JTAV: Jointly Learning Social Media Content Representation by Fusing Textual, Acoustic, and Visual Features
Idea
The authors propose to learn the ‘content’ of social media, by fusing together 3 distinct content modes: textual, acoustic and visual. They claim that jointly learning features from all 3 of these outperforms systems that rely on single- or bi-modal learning. Their approach involves learning single-modal features and then fusing together the features learned from different modes.
Background
- Bi-modal learning has already been explored in previous work.
- This comprises learning representations of each single-modal attribute independently.
- These representations/embeddings can then be fused by learning a common embedding space.
Method
An attention-based network attBiGRU is used for text information, a DCRNN for acoustic information, and a fine-tuned general framework called DenseNet for visual features.
Text information is divided into two parts:
- Protagonist
- Supporting Players of which the supporting players attend to the representation of the protagonist. Here, the protagonist is simply the largest body of text in the instance of data (e.g. blog post, song) and the supporting players refer to the auxiliary pieces of text (e.g. comments, reviews).
Observations
- The addition of text and audio don’t seem to give a huge boost over the performance already achieved by just images. (i.e. 0.58 vs. 0.62)

*Problems and tasks*.
1. Answer these from the JTAV summary:
(a) Which network handles acoustic information?
(b) What do the supporting players refer to?
(c) Which three content modes are fused?
2. Copy everything from "Observations" down to "0.58 vs. 0.62)" in the JTAV summary, replacing "images" with "pictures".
These records have no connection to the JTAV summary above.

[Boundary labeling records]

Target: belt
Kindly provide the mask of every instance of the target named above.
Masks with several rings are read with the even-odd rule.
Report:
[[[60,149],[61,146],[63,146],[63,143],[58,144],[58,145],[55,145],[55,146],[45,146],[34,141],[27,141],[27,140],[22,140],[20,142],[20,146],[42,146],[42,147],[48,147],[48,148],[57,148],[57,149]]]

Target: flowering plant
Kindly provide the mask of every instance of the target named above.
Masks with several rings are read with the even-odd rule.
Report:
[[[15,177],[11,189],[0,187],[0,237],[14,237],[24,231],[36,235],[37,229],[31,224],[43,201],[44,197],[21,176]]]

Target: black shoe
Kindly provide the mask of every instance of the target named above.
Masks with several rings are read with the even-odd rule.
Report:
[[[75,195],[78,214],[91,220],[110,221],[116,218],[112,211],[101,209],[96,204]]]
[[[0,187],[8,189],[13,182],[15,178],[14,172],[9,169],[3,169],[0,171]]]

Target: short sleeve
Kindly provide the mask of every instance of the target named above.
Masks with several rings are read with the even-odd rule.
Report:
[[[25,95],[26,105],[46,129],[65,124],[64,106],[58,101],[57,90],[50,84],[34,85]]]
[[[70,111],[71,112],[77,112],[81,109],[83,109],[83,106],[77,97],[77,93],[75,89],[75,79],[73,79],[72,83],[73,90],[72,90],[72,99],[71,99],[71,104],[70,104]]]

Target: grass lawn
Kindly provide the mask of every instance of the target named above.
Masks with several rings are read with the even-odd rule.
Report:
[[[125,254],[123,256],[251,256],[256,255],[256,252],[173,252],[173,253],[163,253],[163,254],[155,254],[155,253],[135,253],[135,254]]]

==

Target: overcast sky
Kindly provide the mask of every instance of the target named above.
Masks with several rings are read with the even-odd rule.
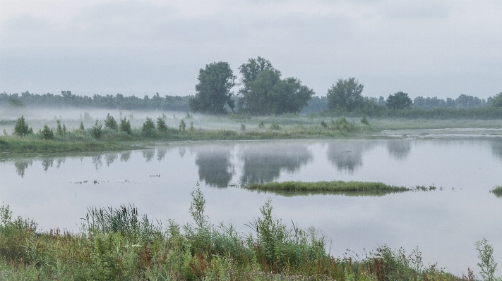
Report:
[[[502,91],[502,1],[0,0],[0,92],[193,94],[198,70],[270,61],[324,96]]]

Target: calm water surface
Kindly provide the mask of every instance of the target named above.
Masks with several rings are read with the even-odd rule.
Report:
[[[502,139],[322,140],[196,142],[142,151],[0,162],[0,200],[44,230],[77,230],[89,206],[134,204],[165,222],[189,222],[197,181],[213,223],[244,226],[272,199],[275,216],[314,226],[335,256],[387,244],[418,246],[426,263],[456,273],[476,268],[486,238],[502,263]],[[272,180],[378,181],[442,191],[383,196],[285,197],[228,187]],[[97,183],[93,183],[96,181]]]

*Full solutions*.
1.
(a) A DCRNN.
(b) The auxiliary pieces of text, such as comments and reviews.
(c) Textual, acoustic and visual.

2.
Observations
- The addition of text and audio don’t seem to give a huge boost over the performance already achieved by just pictures. (i.e. 0.58 vs. 0.62)